• **Seçilen bölüm**:
★ ★ ★
Türbansız bacıma saldırdılar

Geçen yıl patlayan Gezi Parkı olaylarından sonra direnişi karalamak için büyük yalanlar söylendi. Bu yalanların çoğu iktidarın tepe noktalarından gelirken bu yalanlar yandaş basınla desteklendi.
Ortaya atılan en büyük iki iddia da balon çıktı.
İlk iddia “Camide içki içtiler” palavrası idi. Bu palavra hem görüntü kayıtlarıyla, hem de caminin imam ve müezzininin defalarca alınan ifadeleriyle yalanlandı. Olayın acısı müezzinden çıkarılıp tayin edildi.
İkinci büyük palavra ise “Benim türbanlı bacıma saldırdılar” iddiası idi. İddiaya göre AKP’li bir belediye başkanının gelini Kabataş’ta durakta beklerken belden yukarısı çıplak, başında bandana bulunan ve elleri deri eldivenli 40-50 kişilik gurubun saldırısına uğramış. Saldırganlar kadını tartakladıktan sonra üzerine işemişler. Söz konusu kadın daha sonra “darp raporu” almış. “Darp raporu” almış ama darp edildikten hemen sonra gece yarısı RTE’yi havaalanında karşılamaya gidecek kadar da sağlammış.
★ ★ ★
• **Sağlanan veriler**:
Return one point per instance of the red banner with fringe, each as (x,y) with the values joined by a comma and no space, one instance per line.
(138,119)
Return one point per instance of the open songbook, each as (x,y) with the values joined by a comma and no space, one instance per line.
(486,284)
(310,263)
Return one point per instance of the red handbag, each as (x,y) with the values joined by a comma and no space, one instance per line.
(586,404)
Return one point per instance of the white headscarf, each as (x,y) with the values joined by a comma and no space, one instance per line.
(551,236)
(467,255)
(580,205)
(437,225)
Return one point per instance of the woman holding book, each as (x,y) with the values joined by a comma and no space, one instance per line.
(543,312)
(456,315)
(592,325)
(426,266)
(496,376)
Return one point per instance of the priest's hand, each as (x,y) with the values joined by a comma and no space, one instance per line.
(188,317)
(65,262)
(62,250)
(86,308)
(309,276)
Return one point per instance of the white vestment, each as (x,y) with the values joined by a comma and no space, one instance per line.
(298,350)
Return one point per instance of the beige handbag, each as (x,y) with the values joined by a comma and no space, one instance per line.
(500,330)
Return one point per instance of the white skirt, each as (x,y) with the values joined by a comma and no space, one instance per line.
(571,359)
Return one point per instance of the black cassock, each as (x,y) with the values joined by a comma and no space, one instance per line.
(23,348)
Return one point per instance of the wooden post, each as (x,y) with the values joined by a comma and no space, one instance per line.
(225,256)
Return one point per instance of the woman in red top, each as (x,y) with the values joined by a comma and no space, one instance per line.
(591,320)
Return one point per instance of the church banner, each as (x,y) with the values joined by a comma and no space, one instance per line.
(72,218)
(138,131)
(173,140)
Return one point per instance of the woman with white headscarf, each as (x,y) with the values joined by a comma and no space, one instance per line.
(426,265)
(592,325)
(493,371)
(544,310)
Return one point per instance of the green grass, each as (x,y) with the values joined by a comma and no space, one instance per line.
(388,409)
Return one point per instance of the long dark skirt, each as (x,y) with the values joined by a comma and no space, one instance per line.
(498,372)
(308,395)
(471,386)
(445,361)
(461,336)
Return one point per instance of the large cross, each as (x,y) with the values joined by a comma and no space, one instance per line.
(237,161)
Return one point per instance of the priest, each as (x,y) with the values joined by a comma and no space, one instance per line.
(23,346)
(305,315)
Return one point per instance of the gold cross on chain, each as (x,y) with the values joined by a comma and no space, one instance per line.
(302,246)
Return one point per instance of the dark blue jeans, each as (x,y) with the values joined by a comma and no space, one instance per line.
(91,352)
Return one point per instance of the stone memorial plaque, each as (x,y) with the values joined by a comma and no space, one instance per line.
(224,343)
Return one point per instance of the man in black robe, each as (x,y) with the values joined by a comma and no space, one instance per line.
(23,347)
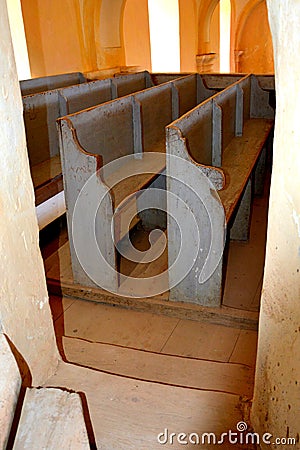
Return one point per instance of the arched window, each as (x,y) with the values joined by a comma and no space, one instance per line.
(18,38)
(164,35)
(225,23)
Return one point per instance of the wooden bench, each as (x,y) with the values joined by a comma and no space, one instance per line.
(222,140)
(133,125)
(41,111)
(44,418)
(42,84)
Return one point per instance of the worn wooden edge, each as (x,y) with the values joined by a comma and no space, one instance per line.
(48,190)
(231,317)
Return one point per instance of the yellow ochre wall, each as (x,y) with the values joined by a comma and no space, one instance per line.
(90,35)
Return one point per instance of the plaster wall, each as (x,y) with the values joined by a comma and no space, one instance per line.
(188,35)
(54,36)
(276,407)
(255,42)
(137,34)
(25,315)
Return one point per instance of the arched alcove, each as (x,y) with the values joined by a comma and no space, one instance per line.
(253,43)
(136,34)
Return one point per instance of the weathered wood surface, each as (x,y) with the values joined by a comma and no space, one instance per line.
(128,413)
(238,121)
(161,368)
(90,139)
(239,159)
(60,282)
(51,419)
(10,385)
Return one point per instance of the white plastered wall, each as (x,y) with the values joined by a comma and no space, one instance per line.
(276,407)
(25,315)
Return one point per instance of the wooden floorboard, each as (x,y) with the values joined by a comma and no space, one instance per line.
(166,369)
(129,414)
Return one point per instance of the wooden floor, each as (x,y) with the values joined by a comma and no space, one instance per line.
(143,372)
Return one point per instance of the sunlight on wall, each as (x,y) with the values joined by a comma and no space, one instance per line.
(225,18)
(164,35)
(18,38)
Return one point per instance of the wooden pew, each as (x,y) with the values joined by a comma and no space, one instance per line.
(42,84)
(41,111)
(222,141)
(90,139)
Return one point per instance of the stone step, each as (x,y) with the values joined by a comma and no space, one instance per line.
(51,419)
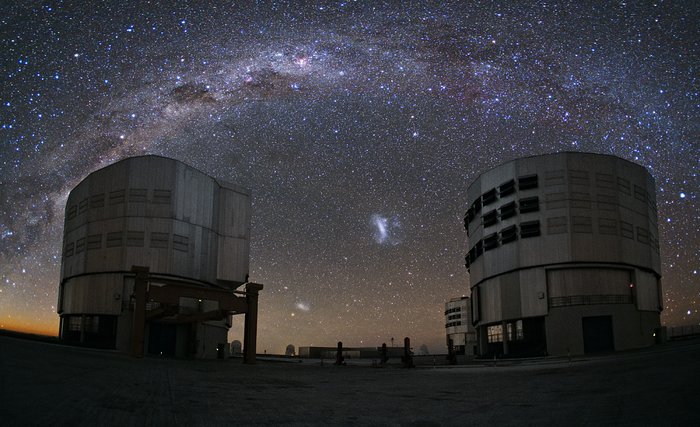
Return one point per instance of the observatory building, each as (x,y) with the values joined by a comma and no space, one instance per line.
(563,256)
(154,252)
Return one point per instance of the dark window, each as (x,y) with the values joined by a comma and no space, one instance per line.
(72,212)
(643,235)
(479,248)
(581,224)
(557,225)
(529,229)
(114,239)
(490,218)
(476,206)
(80,245)
(468,217)
(623,186)
(82,207)
(529,204)
(578,177)
(160,240)
(604,180)
(97,201)
(509,234)
(607,226)
(116,197)
(491,241)
(527,182)
(489,197)
(162,197)
(180,243)
(94,241)
(554,178)
(506,188)
(626,230)
(134,238)
(507,210)
(137,195)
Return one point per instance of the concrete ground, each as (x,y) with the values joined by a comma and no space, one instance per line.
(45,384)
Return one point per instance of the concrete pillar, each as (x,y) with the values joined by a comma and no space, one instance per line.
(250,332)
(138,326)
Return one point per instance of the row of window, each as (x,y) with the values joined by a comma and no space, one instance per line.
(114,198)
(560,225)
(130,239)
(453,310)
(509,210)
(526,182)
(509,234)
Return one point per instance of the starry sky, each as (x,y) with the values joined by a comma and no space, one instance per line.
(358,126)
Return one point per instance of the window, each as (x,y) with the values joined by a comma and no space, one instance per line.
(529,229)
(643,235)
(476,206)
(623,186)
(506,188)
(161,197)
(72,212)
(604,180)
(80,245)
(527,182)
(137,195)
(507,210)
(134,238)
(607,226)
(180,243)
(114,239)
(509,234)
(627,230)
(489,197)
(557,225)
(97,201)
(74,323)
(160,240)
(116,197)
(529,204)
(82,207)
(495,333)
(578,177)
(581,224)
(94,241)
(490,218)
(491,241)
(554,178)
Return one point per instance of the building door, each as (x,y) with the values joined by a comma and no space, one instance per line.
(598,334)
(162,338)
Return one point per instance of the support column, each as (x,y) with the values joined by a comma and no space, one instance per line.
(138,326)
(250,335)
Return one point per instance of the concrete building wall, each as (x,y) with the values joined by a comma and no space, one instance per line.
(564,230)
(155,212)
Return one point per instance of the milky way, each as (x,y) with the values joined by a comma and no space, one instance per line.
(334,113)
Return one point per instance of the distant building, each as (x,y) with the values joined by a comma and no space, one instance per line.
(563,256)
(153,253)
(458,326)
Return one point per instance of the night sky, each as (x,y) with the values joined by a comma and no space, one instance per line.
(358,126)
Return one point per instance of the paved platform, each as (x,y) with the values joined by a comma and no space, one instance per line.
(44,384)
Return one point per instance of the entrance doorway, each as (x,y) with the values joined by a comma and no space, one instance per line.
(598,334)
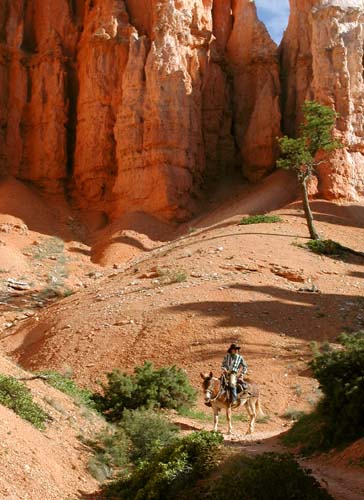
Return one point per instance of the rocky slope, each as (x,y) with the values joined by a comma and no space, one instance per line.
(132,104)
(183,300)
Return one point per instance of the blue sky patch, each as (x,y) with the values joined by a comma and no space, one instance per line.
(274,14)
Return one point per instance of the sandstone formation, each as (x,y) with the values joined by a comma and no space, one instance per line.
(322,59)
(129,105)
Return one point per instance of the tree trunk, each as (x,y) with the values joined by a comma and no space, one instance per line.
(307,209)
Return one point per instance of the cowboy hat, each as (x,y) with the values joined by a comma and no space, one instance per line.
(234,346)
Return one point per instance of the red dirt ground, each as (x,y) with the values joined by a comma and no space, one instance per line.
(145,290)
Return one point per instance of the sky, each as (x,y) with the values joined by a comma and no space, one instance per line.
(274,14)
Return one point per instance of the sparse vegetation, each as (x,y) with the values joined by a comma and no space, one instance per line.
(325,247)
(16,396)
(176,467)
(169,276)
(293,414)
(148,431)
(68,386)
(111,449)
(259,219)
(338,418)
(267,476)
(300,154)
(140,435)
(166,387)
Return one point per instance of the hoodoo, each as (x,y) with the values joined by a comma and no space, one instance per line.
(130,105)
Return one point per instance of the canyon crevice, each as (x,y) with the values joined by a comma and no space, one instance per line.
(131,105)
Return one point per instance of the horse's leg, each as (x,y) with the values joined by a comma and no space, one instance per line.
(216,417)
(250,406)
(228,418)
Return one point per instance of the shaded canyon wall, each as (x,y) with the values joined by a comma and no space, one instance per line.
(130,105)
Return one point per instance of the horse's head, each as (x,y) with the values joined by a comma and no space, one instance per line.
(209,386)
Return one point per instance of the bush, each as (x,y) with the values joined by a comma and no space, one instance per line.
(16,396)
(325,247)
(147,431)
(339,416)
(68,386)
(269,476)
(259,219)
(111,449)
(340,373)
(166,387)
(175,467)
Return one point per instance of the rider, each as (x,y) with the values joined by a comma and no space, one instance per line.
(231,364)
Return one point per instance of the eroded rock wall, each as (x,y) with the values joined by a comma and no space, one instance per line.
(133,103)
(322,59)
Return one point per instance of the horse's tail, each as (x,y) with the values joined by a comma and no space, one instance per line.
(260,412)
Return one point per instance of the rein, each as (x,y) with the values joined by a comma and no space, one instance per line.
(219,392)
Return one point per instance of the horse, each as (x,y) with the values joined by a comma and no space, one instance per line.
(217,396)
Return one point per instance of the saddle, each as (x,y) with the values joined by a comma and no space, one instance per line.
(241,386)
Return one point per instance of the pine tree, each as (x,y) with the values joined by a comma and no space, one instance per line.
(300,154)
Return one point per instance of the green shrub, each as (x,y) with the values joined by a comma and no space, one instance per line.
(340,373)
(16,396)
(147,431)
(111,449)
(177,466)
(339,416)
(325,247)
(269,476)
(68,386)
(259,219)
(166,387)
(308,433)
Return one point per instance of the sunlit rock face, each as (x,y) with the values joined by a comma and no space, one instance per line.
(325,63)
(131,105)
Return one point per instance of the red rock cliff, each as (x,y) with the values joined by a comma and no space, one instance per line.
(322,59)
(130,104)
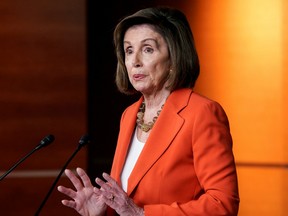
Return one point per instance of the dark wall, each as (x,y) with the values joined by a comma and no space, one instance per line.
(42,91)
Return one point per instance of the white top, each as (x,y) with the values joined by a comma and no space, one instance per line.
(135,149)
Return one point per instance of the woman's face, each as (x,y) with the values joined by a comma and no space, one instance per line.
(146,58)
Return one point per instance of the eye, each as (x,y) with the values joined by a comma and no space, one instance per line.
(148,50)
(128,51)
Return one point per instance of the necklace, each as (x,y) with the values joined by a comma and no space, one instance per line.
(140,121)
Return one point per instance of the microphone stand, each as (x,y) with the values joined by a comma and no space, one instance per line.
(83,141)
(47,140)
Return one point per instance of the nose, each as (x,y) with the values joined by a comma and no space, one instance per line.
(137,60)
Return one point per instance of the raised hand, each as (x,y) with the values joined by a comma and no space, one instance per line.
(116,197)
(83,199)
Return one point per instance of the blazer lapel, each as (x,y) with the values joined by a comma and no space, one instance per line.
(126,132)
(165,129)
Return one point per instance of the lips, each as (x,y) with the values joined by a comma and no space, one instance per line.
(138,76)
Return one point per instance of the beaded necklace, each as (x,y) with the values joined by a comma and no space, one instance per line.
(140,121)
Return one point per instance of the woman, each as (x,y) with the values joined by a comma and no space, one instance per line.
(174,151)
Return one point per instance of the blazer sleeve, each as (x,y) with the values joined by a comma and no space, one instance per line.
(214,166)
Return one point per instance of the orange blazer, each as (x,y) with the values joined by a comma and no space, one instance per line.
(187,165)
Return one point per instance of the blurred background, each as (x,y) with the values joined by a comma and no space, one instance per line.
(57,69)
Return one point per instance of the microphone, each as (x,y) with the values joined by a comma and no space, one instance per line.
(44,142)
(85,139)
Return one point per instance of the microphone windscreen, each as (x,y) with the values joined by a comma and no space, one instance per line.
(47,140)
(84,140)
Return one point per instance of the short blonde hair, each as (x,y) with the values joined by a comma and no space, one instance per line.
(174,27)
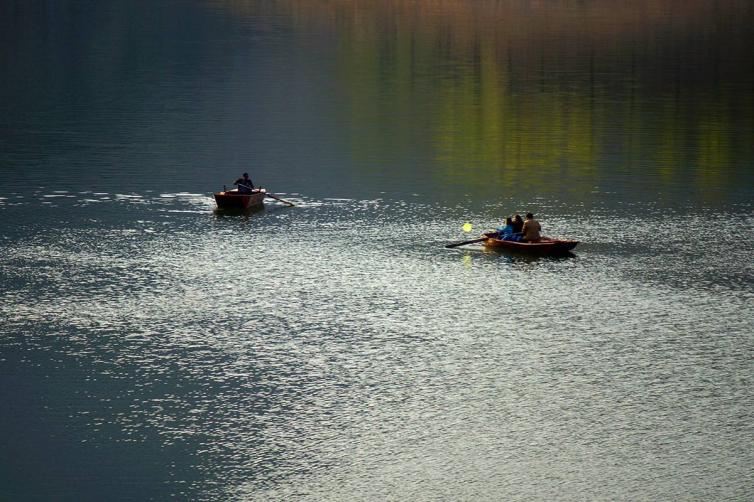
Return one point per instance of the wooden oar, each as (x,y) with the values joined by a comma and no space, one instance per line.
(268,194)
(456,244)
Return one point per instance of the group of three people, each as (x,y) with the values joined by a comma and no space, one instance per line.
(244,184)
(516,229)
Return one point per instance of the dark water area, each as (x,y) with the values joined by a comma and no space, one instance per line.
(152,348)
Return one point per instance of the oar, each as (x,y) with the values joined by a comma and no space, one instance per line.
(456,244)
(268,194)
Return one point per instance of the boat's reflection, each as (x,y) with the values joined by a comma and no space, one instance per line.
(222,213)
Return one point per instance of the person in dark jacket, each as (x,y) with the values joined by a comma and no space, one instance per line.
(244,184)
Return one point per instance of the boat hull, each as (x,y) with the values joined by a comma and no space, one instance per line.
(232,200)
(544,247)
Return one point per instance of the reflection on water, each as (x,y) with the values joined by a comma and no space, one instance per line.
(335,350)
(301,353)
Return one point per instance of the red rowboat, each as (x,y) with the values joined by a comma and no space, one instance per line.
(233,200)
(545,246)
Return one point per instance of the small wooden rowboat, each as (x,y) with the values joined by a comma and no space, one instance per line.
(235,201)
(545,246)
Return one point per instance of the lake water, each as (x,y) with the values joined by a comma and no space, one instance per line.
(335,350)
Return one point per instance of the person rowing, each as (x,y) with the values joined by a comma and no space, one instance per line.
(244,184)
(531,229)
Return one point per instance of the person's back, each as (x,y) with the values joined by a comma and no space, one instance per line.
(518,224)
(506,232)
(531,229)
(244,184)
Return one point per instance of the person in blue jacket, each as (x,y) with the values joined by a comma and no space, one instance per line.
(506,232)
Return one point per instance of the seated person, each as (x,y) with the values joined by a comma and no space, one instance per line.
(244,184)
(531,229)
(506,232)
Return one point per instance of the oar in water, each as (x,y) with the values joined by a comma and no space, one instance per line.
(268,194)
(472,241)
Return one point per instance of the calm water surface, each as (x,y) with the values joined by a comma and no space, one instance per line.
(150,347)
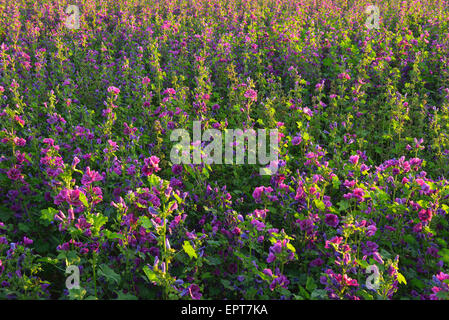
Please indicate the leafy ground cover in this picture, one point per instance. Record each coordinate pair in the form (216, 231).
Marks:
(86, 178)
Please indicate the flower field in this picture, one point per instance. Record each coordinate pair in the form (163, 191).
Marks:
(92, 205)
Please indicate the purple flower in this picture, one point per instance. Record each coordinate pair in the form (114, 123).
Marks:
(331, 220)
(194, 291)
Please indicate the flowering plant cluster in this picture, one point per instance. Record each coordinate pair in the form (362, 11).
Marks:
(358, 208)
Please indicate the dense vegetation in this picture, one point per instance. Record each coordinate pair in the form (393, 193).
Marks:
(85, 171)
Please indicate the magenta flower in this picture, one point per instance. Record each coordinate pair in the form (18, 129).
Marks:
(354, 159)
(251, 94)
(194, 291)
(114, 90)
(14, 174)
(90, 177)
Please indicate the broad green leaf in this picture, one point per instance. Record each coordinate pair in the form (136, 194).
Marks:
(189, 249)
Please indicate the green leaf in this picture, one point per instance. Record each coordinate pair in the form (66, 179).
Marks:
(310, 284)
(145, 222)
(48, 214)
(125, 296)
(83, 199)
(151, 275)
(109, 274)
(189, 249)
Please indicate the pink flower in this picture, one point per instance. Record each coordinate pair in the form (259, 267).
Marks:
(354, 159)
(14, 174)
(251, 94)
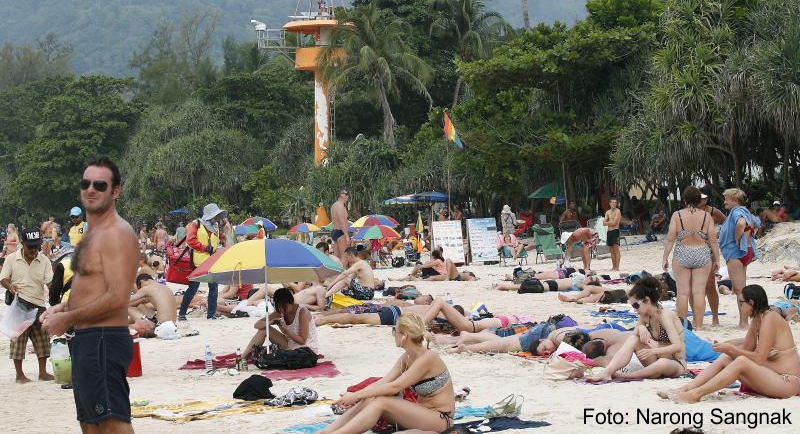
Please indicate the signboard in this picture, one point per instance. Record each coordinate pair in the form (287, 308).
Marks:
(482, 234)
(447, 235)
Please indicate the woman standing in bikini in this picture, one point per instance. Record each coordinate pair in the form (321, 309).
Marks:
(657, 339)
(737, 243)
(766, 361)
(691, 231)
(418, 368)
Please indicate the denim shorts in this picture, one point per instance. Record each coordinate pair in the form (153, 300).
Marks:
(100, 360)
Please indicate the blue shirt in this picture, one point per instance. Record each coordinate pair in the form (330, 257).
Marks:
(728, 245)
★ ★ ★
• **İstenen**: Seçilen bölümdeki “Bu palavra hem görüntü kayıtlarıyla, hem de caminin imam ve müezzininin defalarca alınan ifadeleriyle yalanlandı.” cümlesini lütfen İngilizceye çevirin. Veriler seçilen bölümle ilgili değildir.

• **Yanıt**: This fabrication was refuted both by video footage and by the repeatedly taken statements of the mosque's imam and muezzin.